(Available records)

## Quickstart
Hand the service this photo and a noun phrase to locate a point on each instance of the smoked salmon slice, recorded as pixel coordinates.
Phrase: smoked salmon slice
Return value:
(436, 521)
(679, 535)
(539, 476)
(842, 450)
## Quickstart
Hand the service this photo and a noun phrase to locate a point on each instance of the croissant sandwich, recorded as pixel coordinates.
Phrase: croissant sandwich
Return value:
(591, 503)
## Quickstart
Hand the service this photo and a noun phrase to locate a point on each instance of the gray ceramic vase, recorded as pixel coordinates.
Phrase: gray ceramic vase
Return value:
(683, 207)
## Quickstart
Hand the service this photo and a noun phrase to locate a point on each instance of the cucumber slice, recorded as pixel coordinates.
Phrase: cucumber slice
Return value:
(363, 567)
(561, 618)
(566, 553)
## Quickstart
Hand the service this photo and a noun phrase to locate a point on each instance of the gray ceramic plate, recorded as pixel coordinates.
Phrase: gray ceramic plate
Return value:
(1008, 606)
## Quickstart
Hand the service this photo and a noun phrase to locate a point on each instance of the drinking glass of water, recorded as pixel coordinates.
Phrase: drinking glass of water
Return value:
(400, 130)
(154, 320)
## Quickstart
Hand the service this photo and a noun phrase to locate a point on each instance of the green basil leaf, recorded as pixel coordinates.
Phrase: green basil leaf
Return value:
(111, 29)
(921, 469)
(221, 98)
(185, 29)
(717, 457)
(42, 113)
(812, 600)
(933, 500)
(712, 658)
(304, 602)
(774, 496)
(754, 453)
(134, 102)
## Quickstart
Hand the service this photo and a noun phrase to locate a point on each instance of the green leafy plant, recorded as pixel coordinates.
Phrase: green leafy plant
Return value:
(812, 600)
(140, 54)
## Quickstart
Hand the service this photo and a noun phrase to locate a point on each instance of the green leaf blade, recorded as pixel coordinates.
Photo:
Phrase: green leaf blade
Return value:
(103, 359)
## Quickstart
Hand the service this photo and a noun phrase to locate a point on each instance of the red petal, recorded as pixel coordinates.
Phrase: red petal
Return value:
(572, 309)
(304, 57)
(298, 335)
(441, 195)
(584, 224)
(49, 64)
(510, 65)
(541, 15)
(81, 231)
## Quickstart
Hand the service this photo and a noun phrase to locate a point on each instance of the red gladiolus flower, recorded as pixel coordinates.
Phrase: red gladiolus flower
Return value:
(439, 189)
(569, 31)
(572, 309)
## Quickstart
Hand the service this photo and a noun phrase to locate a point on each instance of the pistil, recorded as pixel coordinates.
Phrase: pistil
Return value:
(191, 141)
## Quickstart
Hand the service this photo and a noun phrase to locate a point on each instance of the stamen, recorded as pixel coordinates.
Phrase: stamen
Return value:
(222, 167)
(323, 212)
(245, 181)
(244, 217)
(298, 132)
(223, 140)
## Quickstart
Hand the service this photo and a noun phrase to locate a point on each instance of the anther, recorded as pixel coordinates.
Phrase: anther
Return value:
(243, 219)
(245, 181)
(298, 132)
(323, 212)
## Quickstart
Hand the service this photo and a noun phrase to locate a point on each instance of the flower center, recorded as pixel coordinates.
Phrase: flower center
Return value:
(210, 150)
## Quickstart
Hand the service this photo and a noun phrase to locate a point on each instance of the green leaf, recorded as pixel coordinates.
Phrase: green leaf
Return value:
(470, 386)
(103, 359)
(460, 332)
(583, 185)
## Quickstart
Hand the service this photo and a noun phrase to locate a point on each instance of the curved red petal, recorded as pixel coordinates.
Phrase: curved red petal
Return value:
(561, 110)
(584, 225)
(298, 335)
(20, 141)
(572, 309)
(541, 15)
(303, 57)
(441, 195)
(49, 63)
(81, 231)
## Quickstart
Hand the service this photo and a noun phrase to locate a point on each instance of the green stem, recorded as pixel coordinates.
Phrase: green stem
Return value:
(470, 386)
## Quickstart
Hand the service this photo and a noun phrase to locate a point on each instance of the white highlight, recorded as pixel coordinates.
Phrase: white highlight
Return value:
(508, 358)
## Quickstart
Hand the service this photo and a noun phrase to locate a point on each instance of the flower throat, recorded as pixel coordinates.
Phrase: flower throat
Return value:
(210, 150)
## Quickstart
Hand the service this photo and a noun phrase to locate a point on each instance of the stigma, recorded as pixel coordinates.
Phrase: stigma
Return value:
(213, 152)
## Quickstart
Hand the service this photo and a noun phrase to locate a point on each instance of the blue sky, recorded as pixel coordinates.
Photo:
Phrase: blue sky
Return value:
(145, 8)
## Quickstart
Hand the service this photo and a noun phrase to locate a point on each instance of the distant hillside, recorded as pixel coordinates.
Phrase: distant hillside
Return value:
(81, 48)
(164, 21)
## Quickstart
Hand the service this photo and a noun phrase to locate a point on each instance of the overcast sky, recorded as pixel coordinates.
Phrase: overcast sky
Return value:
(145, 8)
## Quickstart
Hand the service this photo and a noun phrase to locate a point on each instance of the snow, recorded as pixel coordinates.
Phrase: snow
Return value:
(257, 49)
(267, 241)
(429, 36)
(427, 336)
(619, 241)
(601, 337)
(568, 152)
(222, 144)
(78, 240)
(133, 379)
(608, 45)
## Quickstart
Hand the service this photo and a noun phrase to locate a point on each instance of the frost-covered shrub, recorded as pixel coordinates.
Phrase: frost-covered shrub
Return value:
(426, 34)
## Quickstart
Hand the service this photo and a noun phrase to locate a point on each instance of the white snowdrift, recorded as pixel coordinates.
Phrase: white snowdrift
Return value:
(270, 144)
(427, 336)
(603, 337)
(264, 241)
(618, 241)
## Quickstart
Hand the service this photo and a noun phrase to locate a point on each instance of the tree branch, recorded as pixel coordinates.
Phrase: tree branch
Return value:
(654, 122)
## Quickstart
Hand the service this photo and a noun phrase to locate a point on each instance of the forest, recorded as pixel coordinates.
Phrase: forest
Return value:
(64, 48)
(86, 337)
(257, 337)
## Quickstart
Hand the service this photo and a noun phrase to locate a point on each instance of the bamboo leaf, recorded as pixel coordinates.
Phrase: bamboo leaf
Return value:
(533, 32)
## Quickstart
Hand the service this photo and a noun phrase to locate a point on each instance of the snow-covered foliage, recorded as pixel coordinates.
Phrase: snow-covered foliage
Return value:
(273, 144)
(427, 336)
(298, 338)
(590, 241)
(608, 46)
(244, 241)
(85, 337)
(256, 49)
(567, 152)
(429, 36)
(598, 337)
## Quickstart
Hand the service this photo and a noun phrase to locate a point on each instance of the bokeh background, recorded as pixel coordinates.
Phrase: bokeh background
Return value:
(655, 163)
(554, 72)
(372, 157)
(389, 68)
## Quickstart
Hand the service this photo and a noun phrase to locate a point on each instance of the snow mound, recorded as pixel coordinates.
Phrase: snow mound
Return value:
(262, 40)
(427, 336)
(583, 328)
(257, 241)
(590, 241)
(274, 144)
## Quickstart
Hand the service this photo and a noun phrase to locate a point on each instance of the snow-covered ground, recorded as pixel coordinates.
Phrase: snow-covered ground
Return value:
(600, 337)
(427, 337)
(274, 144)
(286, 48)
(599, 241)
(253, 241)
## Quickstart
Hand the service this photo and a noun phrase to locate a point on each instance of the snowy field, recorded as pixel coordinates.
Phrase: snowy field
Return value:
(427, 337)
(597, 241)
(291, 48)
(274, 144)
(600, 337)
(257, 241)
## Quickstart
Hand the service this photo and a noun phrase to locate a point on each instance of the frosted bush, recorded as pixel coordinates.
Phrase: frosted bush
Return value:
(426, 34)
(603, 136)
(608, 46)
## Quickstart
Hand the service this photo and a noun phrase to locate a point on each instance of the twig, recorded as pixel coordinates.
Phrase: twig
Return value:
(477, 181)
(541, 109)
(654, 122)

(End Available records)

*What is being asked*:
Restate the data above word for word. Leave nothing out.

*Written response*:
## Quickstart
Hand the service this photo and a noun phrase to locate a point on each instance of the smoked salmon slice, recorded as pixel coordinates.
Phrase: smoked salmon slice
Return value:
(436, 521)
(679, 535)
(539, 476)
(842, 450)
## Quickstart
Hand the service this photo and a noun phrase to locate a point on each instance of the croissant sandwich, recorded as pixel coordinates.
Phrase: croissant sandwich
Return value:
(591, 503)
## Quickstart
Hand the service this photo and a noun phrase to locate a point on each instance of the gray ceramic vase, recorded as pixel coordinates.
Phrase: gray ceramic vase
Return value:
(683, 207)
## Quickstart
Hand the service this photo and a noun phrase to locate a point on each instance of the cucumber slice, recorded as pixel coordinates.
Phrase: cucumber slice
Return value:
(363, 567)
(561, 618)
(566, 553)
## Quickstart
Hand the service this photo and a noun phrase to locate a point on each instance of the gray ceramic plate, recorded as pixel coordinates.
Phrase: gray ceramic plate
Return value:
(1008, 606)
## Quickstart
Hand the service this photo and a noun phrase to locate a point on each instance of the drinking glass of water, recorded as pixel coordinates.
Phrase: drinking glass of water
Return value:
(400, 130)
(154, 320)
## Quickstart
Hand the service this photo and a noun phrase to locate a point on each instance of the green basil leaf, recorded as pixel coordinates.
Phrase: green basil leaf
Return value:
(111, 29)
(921, 469)
(221, 98)
(185, 29)
(717, 457)
(42, 113)
(812, 600)
(933, 500)
(712, 658)
(304, 602)
(774, 496)
(754, 453)
(134, 102)
## Quickstart
Hand the service this photo and a noun phrase to locate a point on each instance of the green leafy plant, recorded as pixel coordinates.
Phrase: green leafy plant
Return value:
(812, 600)
(140, 54)
## Quickstart
Hand the service this photo and a noun phrase to locate a point on each instance of the green leaf blade, recorded as pixel coordinates.
Photo:
Phrase: green leaf blade
Return value:
(103, 359)
## Quickstart
Hand the service this photo and a noun phrase to locate a point on each instance of the red petal, recorded as pixel coordinates.
Phrase: red petal
Return value:
(572, 309)
(304, 57)
(298, 335)
(441, 195)
(584, 224)
(49, 64)
(510, 65)
(541, 15)
(81, 231)
## Quickstart
Hand the service this photo and a noun phrase to locate a point on each instance of the red gladiolus flower, recorded as pixel coordinates.
Phrase: red gladiolus flower
Return value:
(439, 189)
(569, 31)
(572, 309)
## Quickstart
Hand the service this photo and a noun phrase to locate a point on each instance of the pistil, recorded as pixel coordinates.
Phrase: pistil
Return value:
(191, 141)
## Quickstart
Hand the service this photo and a noun phrase to locate a point on each instance of the stamen, recorded as pixel coordinates.
Phrase: stamen
Return value:
(222, 167)
(323, 212)
(245, 181)
(244, 217)
(298, 132)
(223, 140)
## Quickstart
Hand the service this photo and a noun phrase to locate a point on each instance of the anther, recorded as pixel coordinates.
Phrase: anther
Return value:
(243, 219)
(245, 181)
(298, 132)
(323, 212)
## Quickstart
Hand the service this photo and a noun phrase to locate a point on each instance of the flower center, recorded as pixel coordinates.
Phrase: flower center
Return value:
(210, 150)
## Quickstart
Hand the service this photo and a noun phrase to locate a point on each instance of the green leaf, recorded as pixel coordinates.
Phrase: green leaf
Return value:
(470, 386)
(103, 359)
(460, 332)
(583, 185)
## Quickstart
Hand the service this photo and a noun phrase to locate a point on each instance of the curved red petal, recorded as pixel coordinates.
Phrase: curved red petal
Return value:
(561, 110)
(584, 225)
(298, 335)
(20, 141)
(572, 309)
(541, 15)
(303, 57)
(441, 195)
(49, 63)
(81, 231)
## Quickstart
Hand the service this photo and a noun phrase to locate a point on each instance of the green stem, recorded as pixel coordinates.
Phrase: green stem
Return value:
(470, 386)
## Quickstart
Hand the service this photo and a noun phrase to locate a point on each instance of the white highlight, recorded as pixel coordinates.
Phrase: white highlight
Return value:
(508, 358)
## Quickstart
Hand the service this photo and a noun phrase to locate a point on each instance of the flower throat, recorded as pixel coordinates.
Phrase: flower throat
Return value:
(210, 150)
## Quickstart
Hand the service this photo and a noun phrase to locate a point on each instance of the stigma, recorded as pixel coordinates.
Phrase: stigma
Return value:
(213, 152)
## Quickstart
Hand the service this photo and a noun phrase to locate a point on each instance of the blue sky, recorded as pixel coordinates.
Photo:
Phrase: blue sky
Return value:
(145, 8)
## Quickstart
Hand the service this photo and a noun phrase to locate a point on each instance of the distant hillside, recorded as pixel coordinates.
Phrase: distant hillside
Return value:
(81, 48)
(164, 21)
## Quickstart
Hand the service this photo and a noun phrase to locate a point on each instance of the overcast sky, recorded as pixel coordinates.
Phrase: overcast sky
Return value:
(145, 8)
## Quickstart
Hand the service this photo and a noun phrase to locate a point on each instance of the snow, recorded as pixel coordinates.
Phrase: snow
Return value:
(257, 49)
(267, 241)
(429, 36)
(427, 336)
(619, 241)
(601, 337)
(568, 152)
(222, 144)
(78, 240)
(133, 379)
(608, 45)
## Quickstart
Hand the service this photo and a noun phrase to locate a point on each instance of the frost-covered shrub, recorded as pixel coordinates.
Phrase: frost-covered shrub
Return value:
(426, 34)
## Quickstart
Hand the service this photo and a noun phrase to locate a point on each instance of the white snowdrift, recorded as pixel coordinates.
Phrase: white snowdrift
Return value:
(270, 144)
(427, 336)
(603, 337)
(264, 241)
(618, 241)
## Quickstart
Hand the service this photo and a noun phrase to locate a point on each instance of the tree branch, recorded as pixel coordinates.
Phrase: tree branch
Return value:
(654, 122)
## Quickstart
Hand the service this photo and a noun phrase to locate a point on each instance of the forest, recorded as pixel coordinates.
Phrase: forest
Return value:
(64, 48)
(86, 337)
(257, 337)
## Quickstart
Hand the service this photo and a noun phrase to locate a point on each instance of the bamboo leaf, recorded as pixel coordinates.
Phrase: bamboo leaf
Return value:
(533, 32)
## Quickstart
Hand the service this photo and a noun phrase to locate a point on each instance of the snow-covered foliage, recorded as pixel coordinates.
Phrase: snow-covered foliage
Return value:
(273, 144)
(427, 336)
(298, 338)
(590, 241)
(608, 46)
(244, 241)
(85, 337)
(256, 49)
(567, 152)
(429, 36)
(598, 337)
## Quickstart
Hand the service this photo and a noun phrase to locate a point on each instance of the bokeh background, recorded as pixel coordinates.
Phrase: bokeh background
Return value:
(655, 163)
(554, 72)
(372, 157)
(389, 68)
## Quickstart
Hand the service this photo and a noun phrase to locate a point on each instance of the snow mound, recorded as pixel coordinates.
Phrase: snow mound
Return value:
(262, 40)
(427, 336)
(583, 328)
(257, 241)
(590, 241)
(274, 144)
## Quickstart
Hand the service this photo and a noun phrase to locate a point on each instance of the snow-covered ground, recorded as pixel coordinates.
Phrase: snow-covered ground
Return value:
(600, 337)
(427, 337)
(274, 144)
(286, 48)
(599, 241)
(253, 241)
## Quickstart
Hand the service this photo and a noun phrase to locate a point on each instance of the snowy field, recorded as pixel coordinates.
Phrase: snowy field
Return value:
(427, 337)
(597, 241)
(291, 48)
(274, 144)
(600, 337)
(257, 241)
## Quickstart
Hand the service this photo and a noun phrase to locate a point on each instance of the frosted bush, recorded as pixel coordinates.
Phrase: frosted bush
Return value:
(426, 34)
(603, 136)
(608, 46)
## Quickstart
Hand the service this photo and a noun phrase to locate a point on each instance of the twig, recorded as pixel coordinates.
Phrase: twig
Return value:
(477, 181)
(541, 109)
(654, 122)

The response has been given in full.